▶ Work task:
Search the data for the word "image" and copy every line where it occurs.

▶ Supplied records:

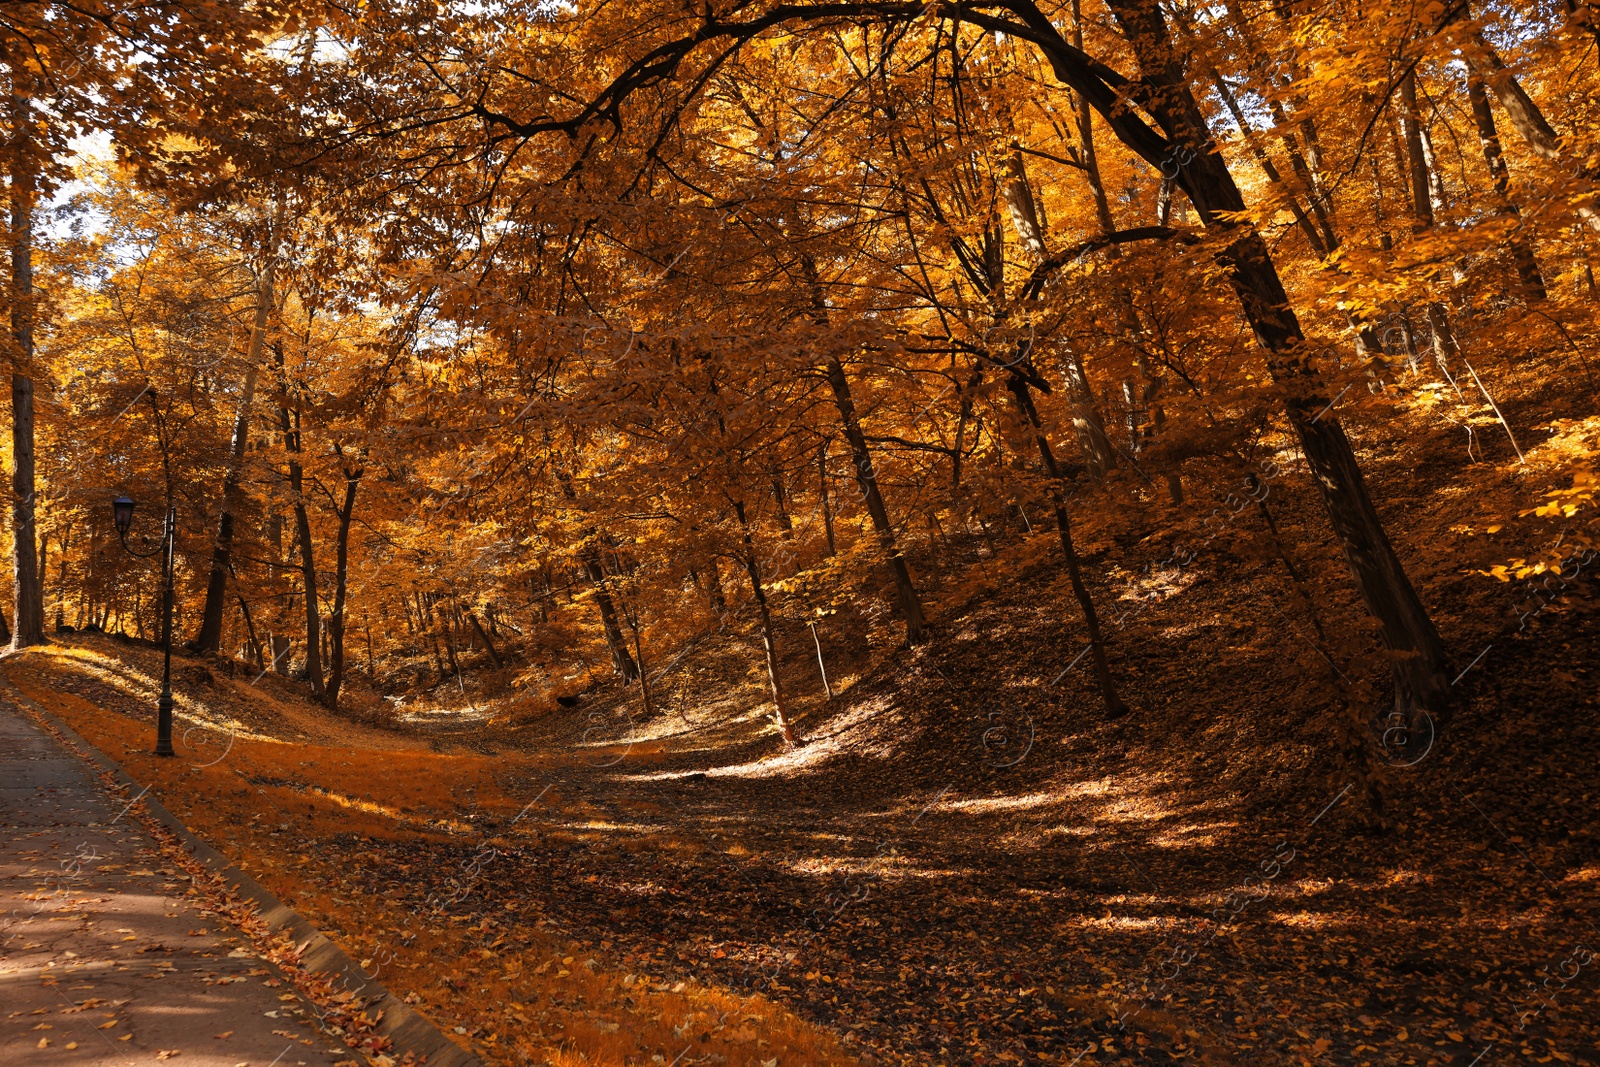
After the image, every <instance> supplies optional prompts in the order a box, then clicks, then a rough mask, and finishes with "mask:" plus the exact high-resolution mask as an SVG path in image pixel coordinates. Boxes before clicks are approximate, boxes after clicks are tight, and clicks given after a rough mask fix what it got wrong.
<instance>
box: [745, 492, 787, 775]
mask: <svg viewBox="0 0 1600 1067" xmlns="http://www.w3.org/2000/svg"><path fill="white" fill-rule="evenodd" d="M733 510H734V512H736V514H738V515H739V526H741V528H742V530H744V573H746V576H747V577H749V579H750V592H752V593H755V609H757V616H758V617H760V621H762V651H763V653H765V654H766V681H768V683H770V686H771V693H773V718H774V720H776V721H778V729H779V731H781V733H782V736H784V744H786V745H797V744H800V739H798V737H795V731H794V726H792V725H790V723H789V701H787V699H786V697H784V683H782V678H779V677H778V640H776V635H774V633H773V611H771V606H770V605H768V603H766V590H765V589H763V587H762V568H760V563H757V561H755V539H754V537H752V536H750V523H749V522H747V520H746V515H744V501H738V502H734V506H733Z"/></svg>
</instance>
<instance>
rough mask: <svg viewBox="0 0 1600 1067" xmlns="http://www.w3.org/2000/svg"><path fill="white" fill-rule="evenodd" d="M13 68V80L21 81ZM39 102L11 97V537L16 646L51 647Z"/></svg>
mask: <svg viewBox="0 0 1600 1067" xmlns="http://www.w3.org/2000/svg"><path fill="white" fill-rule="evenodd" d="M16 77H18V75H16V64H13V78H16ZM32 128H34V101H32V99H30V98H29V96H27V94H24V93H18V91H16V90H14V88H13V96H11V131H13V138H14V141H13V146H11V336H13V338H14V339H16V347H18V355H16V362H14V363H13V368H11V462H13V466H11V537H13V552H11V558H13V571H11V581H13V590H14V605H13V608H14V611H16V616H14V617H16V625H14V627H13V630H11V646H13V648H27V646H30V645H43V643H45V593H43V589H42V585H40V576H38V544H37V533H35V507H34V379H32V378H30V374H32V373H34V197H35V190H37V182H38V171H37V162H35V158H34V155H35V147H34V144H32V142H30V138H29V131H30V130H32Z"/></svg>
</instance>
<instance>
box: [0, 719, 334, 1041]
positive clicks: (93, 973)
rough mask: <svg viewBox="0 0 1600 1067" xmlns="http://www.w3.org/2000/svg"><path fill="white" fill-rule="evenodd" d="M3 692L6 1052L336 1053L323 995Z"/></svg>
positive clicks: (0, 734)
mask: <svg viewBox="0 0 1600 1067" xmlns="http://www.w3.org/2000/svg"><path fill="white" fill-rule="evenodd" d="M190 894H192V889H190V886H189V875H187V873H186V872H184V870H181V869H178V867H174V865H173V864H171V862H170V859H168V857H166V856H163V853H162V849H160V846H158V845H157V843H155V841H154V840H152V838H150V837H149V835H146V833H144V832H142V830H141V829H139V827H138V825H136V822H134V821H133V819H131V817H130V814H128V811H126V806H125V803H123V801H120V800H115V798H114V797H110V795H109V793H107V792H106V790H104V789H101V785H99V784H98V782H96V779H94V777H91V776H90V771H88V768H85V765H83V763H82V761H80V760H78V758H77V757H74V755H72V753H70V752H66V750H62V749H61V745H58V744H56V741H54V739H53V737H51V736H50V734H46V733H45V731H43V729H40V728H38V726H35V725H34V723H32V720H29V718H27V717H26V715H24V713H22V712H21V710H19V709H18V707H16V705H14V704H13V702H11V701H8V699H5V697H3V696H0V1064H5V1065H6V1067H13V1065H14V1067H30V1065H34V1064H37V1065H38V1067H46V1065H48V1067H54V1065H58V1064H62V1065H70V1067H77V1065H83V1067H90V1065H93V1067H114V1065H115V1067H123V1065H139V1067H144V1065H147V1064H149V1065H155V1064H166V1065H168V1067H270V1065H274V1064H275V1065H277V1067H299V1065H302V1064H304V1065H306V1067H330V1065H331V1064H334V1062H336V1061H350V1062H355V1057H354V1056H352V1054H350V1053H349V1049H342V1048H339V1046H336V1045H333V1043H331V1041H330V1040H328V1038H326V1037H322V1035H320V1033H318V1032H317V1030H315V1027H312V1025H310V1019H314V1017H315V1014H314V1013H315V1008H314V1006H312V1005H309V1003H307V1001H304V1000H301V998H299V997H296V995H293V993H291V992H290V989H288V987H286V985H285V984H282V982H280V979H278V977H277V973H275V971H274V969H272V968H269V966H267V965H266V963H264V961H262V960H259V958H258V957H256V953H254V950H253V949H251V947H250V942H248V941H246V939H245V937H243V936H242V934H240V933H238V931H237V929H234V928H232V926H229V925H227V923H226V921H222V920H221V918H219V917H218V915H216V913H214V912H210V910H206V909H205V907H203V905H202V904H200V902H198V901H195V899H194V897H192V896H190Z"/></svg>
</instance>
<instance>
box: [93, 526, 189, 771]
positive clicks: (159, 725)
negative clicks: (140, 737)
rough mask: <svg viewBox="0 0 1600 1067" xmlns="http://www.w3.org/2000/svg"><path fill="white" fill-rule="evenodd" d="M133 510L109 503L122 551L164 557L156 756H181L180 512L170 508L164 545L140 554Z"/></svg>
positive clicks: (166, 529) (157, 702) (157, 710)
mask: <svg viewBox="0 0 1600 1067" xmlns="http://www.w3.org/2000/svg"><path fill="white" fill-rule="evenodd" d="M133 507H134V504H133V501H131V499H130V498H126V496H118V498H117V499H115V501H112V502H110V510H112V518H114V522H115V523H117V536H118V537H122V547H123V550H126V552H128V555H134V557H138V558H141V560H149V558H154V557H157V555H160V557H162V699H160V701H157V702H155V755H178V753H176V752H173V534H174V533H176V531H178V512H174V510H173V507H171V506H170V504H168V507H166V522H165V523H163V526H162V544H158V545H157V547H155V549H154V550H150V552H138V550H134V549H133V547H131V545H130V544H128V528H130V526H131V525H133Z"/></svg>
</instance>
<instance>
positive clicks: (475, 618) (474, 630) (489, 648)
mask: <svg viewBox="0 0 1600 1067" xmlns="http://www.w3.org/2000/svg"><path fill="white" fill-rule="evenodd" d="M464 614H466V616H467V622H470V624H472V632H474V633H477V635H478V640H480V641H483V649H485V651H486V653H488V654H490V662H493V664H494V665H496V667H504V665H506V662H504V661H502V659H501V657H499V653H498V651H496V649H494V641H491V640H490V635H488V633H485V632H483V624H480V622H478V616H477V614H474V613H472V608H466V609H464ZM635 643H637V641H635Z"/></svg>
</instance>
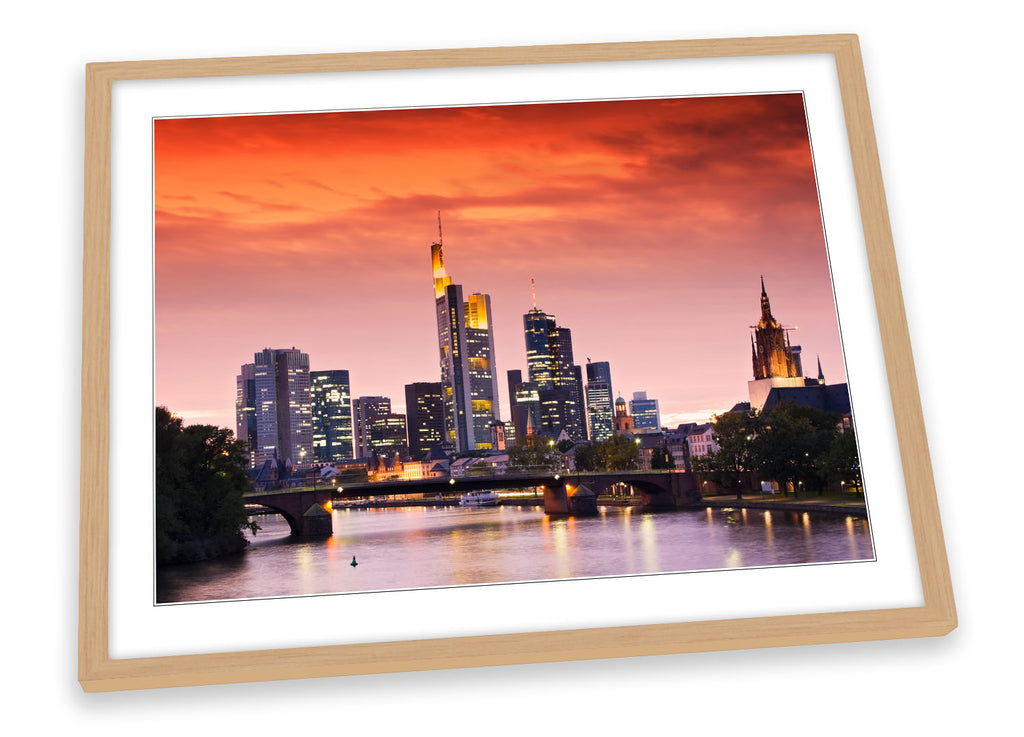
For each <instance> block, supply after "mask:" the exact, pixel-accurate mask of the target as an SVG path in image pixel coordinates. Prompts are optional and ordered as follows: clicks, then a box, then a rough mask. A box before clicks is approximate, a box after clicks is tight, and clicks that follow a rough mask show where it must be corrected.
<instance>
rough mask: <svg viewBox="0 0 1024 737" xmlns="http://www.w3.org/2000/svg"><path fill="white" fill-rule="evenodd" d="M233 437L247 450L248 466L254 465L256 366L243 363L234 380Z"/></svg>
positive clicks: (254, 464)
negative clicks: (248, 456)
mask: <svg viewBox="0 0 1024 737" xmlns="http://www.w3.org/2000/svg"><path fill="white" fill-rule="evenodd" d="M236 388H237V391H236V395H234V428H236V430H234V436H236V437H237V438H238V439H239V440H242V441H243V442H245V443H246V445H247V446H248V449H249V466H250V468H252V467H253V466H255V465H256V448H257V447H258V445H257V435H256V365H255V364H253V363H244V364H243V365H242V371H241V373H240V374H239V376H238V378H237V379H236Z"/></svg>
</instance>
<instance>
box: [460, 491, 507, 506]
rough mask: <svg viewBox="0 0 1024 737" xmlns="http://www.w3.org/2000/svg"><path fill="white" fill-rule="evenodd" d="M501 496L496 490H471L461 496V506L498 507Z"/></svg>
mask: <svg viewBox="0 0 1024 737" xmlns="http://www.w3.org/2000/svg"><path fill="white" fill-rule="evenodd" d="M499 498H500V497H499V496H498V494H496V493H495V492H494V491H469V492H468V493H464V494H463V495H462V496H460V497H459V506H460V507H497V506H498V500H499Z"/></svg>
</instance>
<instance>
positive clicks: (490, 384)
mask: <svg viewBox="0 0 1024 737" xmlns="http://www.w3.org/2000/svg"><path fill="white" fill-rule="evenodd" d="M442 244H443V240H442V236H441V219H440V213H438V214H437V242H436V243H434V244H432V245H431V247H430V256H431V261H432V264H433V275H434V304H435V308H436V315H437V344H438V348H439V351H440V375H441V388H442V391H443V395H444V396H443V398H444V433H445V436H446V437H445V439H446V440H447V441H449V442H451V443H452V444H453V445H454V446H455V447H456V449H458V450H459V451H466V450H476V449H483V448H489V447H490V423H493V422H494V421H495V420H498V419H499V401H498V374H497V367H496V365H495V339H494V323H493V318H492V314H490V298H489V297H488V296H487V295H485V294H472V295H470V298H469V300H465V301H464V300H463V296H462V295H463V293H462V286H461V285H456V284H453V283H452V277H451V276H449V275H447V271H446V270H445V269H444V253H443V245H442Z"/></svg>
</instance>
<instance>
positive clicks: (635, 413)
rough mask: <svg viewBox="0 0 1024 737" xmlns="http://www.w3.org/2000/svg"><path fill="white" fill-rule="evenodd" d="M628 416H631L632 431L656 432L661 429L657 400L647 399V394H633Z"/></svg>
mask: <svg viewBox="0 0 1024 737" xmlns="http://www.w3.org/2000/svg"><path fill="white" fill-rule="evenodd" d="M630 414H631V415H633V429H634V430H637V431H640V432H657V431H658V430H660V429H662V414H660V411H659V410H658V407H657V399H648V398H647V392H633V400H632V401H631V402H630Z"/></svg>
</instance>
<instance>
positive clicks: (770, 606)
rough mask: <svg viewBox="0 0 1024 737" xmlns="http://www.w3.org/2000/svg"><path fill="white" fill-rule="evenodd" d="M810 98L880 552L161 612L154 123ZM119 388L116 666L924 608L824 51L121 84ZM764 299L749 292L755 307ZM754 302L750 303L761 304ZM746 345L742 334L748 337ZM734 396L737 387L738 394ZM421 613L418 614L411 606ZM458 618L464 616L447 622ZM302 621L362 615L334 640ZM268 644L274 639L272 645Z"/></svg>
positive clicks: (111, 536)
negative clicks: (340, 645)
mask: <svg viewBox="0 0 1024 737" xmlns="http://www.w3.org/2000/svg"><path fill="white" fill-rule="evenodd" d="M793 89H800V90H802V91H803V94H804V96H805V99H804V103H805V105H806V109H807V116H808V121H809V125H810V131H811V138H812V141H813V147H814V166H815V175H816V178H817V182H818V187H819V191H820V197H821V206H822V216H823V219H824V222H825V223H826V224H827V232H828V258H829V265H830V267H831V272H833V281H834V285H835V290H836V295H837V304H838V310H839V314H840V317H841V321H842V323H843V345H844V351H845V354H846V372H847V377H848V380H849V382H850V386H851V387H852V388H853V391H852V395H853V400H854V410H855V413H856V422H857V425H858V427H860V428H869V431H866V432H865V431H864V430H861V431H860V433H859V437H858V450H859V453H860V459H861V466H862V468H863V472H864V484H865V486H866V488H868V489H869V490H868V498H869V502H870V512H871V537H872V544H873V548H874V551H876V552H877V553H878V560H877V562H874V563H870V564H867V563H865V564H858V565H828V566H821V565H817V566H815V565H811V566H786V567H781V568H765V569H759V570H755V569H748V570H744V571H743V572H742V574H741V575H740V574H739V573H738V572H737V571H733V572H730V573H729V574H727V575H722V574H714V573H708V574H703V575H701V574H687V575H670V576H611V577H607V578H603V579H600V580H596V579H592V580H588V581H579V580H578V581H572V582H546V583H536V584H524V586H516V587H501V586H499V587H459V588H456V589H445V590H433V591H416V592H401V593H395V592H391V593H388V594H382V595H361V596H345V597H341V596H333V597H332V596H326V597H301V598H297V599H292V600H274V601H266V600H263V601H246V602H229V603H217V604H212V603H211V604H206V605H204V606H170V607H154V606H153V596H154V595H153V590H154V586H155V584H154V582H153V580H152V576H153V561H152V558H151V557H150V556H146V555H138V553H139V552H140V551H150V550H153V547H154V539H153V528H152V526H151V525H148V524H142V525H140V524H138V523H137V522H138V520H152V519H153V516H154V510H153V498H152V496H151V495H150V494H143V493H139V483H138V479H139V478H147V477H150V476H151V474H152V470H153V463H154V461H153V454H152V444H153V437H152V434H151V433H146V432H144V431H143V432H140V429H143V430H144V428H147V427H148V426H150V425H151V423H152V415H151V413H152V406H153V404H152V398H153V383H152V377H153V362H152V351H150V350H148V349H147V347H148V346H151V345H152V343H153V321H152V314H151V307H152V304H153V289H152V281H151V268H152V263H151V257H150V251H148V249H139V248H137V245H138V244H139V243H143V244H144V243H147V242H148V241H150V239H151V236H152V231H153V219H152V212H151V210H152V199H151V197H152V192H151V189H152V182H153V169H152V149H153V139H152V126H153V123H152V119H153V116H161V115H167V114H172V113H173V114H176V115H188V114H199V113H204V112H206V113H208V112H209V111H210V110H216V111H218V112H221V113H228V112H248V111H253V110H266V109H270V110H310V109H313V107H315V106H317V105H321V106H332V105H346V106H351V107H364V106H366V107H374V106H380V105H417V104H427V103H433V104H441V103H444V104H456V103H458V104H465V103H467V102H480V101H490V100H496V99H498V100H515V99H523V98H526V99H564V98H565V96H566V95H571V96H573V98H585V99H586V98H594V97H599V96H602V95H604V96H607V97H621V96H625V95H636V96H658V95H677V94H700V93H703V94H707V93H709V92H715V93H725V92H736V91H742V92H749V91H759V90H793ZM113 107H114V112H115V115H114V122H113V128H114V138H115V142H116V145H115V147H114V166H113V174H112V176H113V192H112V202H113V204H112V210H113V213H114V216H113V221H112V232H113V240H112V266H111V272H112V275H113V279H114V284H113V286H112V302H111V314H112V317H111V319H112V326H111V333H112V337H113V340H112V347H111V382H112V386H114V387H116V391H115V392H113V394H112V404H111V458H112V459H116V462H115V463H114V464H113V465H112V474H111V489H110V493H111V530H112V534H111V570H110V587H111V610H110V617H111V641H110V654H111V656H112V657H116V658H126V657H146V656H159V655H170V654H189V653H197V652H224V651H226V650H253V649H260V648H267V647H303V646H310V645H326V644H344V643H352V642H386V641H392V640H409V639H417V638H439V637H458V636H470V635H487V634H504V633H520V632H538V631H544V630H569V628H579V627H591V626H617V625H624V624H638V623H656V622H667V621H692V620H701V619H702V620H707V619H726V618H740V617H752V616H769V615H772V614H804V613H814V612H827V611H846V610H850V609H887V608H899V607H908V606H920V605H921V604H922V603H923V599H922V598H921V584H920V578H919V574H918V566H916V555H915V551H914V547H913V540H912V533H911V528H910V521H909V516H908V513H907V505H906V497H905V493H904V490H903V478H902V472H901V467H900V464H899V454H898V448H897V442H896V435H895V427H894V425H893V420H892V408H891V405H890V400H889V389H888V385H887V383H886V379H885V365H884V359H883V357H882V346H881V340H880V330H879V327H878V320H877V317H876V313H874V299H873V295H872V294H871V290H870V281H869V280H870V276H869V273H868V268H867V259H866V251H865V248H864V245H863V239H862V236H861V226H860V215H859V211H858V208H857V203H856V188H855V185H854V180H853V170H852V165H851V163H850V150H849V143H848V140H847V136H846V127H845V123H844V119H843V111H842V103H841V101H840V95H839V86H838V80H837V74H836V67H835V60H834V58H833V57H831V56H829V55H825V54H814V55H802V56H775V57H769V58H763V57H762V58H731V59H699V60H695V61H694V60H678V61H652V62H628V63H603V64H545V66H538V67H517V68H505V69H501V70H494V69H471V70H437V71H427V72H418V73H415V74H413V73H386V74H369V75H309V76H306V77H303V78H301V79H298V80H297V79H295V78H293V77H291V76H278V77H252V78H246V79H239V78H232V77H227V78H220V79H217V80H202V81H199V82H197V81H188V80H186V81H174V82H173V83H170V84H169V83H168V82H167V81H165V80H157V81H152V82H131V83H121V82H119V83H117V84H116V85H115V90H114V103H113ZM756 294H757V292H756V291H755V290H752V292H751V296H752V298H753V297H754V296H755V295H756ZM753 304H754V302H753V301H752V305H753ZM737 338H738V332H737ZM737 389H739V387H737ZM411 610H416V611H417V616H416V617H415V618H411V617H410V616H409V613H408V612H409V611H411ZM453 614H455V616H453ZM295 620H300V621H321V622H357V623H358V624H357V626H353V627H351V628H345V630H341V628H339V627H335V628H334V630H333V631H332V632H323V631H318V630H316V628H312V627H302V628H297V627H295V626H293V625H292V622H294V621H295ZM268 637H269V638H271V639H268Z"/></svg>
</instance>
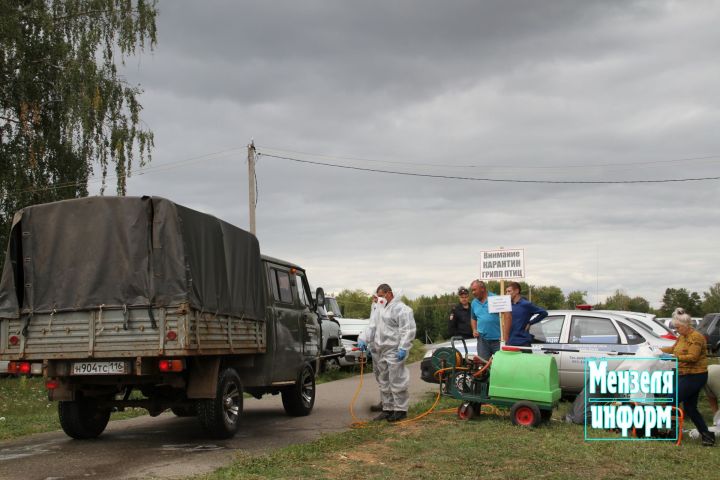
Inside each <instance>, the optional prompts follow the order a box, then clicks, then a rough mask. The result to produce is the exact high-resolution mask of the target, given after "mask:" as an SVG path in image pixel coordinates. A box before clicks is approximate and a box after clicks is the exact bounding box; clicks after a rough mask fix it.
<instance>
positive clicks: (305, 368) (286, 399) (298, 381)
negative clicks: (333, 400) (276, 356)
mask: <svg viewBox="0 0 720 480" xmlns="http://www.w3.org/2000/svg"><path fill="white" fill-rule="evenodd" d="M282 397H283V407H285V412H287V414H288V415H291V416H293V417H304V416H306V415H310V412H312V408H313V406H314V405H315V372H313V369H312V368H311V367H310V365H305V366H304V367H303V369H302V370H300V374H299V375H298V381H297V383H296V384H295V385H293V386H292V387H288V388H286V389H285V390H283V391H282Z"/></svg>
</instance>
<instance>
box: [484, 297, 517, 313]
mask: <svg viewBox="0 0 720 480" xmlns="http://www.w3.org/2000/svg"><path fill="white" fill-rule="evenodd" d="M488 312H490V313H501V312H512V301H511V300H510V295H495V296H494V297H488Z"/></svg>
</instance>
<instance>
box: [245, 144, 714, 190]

▶ Solution for this exercise:
After the image, every <instance> supplies optional prompts in the order a box, then clicks, then a rough mask, and finishes with "mask:" plus the exact high-resolution mask as an SVG path in image pixel coordinates. Boxes before clicks are approximate, boxes after clicks are tight, and clicks given after a rough mask fix what it got wrong.
For each <instance> block, supply after "mask:" the exact, pixel-accurate mask of the target as an SVG path in image pixel coordinates. Prompts are optional and ordered as follows: clicks, then a box, then a rough mask. A box before clicks is approximate, a box after clicks is tight, and clicks that follow a rough mask show where it must be corrected.
Inside each <instance>, the optional prompts follow the order a box, then clicks, then a rough mask. The result to produce is the exact high-resolution mask of the target, given after "mask:" as an SVG path in image pixel coordinates. A box before clicks is approximate and a box after clicks is the exact bounding box; clicks after a rough mask fix it.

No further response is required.